# Required tasks
• 1. Copy the part of the DAG runner text that opens with the words containing "The shape of" and closes with "the apps themselves.", substituting "graph" for "DAG".
• 2. Answer from the DAG runner text:
(a) What value of PSW_MAX_PARALLELISM serializes everything?
(b) What is the default setting of PSW_RECONCILE_EAGER?
(c) What should be fixed instead of flipping the flag?

# Text extract
------------------------

The shape of the DAG changes every run based on what’s in your meta.yml files and what changed since the last commit. That’s the whole point — the ordering rules aren’t hardcoded anywhere, they emerge from the apps themselves.

Safety Valves#

Two escape hatches, both env vars you’d only flip while debugging:

VarEffect
PSW_MAX_PARALLELISMCap how many nodes can run at once. Default is plenty; set to 1 to serialize everything while chasing a flaky interaction
PSW_RECONCILE_EAGERLet RECONCILE nodes start the moment their explicitly-required upstream barriers clear, instead of waiting for every aggregator SYNC to finish. Faster, slightly less conservative — default off until every reconciler has honest requires

You should almost never need these. If you do, it usually means an app’s meta.yml is missing a requires edge that the runner is correctly respecting with the safe defaults — fix the metadata, don’t flip the flag.

------------------------

# Supplied material
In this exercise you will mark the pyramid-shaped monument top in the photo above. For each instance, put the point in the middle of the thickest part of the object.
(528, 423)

------------------------

# The solutions
• 1.
The shape of the graph changes every run based on what’s in your meta.yml files and what changed since the last commit. That’s the whole point — the ordering rules aren’t hardcoded anywhere, they emerge from the apps themselves.

• 2.
(a) 1
(b) Off
(c) The metadata